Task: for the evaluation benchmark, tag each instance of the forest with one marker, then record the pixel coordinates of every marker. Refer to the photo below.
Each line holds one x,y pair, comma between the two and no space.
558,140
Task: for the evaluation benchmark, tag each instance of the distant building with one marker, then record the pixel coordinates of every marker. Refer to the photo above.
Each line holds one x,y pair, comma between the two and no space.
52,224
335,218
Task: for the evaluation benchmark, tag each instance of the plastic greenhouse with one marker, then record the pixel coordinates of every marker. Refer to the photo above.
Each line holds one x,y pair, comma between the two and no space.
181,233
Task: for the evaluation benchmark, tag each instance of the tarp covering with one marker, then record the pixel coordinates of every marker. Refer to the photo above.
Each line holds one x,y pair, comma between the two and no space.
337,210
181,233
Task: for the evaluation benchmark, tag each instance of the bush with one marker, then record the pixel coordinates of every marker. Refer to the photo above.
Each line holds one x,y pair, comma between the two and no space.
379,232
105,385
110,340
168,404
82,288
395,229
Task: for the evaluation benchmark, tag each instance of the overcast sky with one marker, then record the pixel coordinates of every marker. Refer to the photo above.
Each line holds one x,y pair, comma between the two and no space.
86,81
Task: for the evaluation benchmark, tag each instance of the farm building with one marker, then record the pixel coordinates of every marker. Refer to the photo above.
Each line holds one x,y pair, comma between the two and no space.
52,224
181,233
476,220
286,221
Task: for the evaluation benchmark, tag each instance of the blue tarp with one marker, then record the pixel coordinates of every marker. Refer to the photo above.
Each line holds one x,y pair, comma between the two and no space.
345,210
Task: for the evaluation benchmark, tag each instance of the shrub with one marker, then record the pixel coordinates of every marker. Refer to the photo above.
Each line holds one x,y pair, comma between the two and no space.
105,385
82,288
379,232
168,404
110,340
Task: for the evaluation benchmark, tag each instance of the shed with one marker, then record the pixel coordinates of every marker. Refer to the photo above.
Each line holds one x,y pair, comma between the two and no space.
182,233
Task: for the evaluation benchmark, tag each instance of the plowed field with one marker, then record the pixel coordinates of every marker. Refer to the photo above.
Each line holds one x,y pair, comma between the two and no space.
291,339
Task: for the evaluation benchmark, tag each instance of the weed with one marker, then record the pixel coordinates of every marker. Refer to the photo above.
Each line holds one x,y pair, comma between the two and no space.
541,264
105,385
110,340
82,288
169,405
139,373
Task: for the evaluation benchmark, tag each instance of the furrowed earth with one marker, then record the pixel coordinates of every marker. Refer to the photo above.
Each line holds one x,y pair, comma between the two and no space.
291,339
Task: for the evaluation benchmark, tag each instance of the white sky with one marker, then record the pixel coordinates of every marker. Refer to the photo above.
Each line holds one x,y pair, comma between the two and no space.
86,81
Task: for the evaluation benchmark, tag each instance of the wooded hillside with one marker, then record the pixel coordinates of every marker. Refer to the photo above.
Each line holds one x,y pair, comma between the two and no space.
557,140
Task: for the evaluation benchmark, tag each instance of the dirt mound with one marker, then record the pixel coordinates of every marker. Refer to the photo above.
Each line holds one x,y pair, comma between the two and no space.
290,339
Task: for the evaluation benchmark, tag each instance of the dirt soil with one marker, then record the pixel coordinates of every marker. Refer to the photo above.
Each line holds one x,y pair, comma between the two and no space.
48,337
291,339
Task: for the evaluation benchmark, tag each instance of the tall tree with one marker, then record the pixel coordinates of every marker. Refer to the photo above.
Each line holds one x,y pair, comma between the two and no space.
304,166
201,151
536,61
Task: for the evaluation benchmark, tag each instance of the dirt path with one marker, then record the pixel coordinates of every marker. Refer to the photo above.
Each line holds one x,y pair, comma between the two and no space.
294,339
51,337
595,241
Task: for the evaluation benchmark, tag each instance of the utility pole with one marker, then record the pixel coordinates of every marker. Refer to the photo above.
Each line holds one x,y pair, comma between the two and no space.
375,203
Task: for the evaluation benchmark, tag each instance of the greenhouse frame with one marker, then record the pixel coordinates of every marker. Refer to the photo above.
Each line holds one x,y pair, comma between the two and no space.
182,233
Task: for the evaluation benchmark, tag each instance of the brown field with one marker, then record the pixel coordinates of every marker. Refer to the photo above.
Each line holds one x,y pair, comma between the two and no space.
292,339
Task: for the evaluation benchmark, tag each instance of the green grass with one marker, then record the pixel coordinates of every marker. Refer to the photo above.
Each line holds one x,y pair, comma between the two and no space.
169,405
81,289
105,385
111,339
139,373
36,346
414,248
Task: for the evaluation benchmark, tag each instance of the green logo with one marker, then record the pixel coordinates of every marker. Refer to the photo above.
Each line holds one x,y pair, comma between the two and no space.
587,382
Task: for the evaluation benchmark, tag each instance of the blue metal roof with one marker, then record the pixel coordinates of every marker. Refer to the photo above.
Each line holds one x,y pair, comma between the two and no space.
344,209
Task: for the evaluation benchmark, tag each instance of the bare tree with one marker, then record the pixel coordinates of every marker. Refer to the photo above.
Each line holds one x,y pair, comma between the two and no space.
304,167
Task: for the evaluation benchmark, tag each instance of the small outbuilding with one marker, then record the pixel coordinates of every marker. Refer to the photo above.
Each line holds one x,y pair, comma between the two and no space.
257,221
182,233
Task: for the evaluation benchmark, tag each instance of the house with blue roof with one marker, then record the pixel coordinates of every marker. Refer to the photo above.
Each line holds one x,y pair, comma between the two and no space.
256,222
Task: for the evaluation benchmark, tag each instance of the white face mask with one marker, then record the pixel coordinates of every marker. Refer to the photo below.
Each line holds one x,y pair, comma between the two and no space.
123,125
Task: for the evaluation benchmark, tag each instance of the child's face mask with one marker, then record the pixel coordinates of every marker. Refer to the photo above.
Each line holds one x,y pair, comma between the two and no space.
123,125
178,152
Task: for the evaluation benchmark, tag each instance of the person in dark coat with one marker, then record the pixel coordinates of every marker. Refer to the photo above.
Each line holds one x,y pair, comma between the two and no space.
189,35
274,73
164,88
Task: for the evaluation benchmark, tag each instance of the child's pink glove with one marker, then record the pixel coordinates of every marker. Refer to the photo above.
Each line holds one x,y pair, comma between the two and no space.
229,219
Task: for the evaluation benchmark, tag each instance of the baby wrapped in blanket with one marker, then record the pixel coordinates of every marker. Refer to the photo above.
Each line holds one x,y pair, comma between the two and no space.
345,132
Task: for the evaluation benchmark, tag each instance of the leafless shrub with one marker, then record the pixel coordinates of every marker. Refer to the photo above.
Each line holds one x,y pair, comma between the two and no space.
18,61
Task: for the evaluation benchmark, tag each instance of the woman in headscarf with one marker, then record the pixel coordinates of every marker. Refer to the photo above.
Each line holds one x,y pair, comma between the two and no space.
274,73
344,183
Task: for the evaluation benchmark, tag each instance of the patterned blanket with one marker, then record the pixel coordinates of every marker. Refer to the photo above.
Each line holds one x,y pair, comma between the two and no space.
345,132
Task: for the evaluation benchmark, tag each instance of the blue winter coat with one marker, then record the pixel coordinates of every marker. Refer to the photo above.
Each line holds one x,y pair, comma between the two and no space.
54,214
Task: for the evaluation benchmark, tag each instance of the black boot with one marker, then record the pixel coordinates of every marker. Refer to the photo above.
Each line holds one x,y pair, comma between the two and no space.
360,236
○ ○ ○
(Your goal) Starting with the line that contains "the blue winter", write out each line through the end of the listing, exactly as it appears, and include nothing else.

(The solution)
Task: for the evaluation benchmark, tag each instance of the blue winter coat with one marker, then record the pixel coordinates of every marker. Refer to the photo above.
Each line holds one x,y pair, comma between the two and no space.
54,214
Task: for the evaluation benchmark, tag each instance of the black boot with one marker, then record the pixel coordinates of every marker. Refer to the photo above.
Each line holds one x,y pair, comma between the two and no space.
360,236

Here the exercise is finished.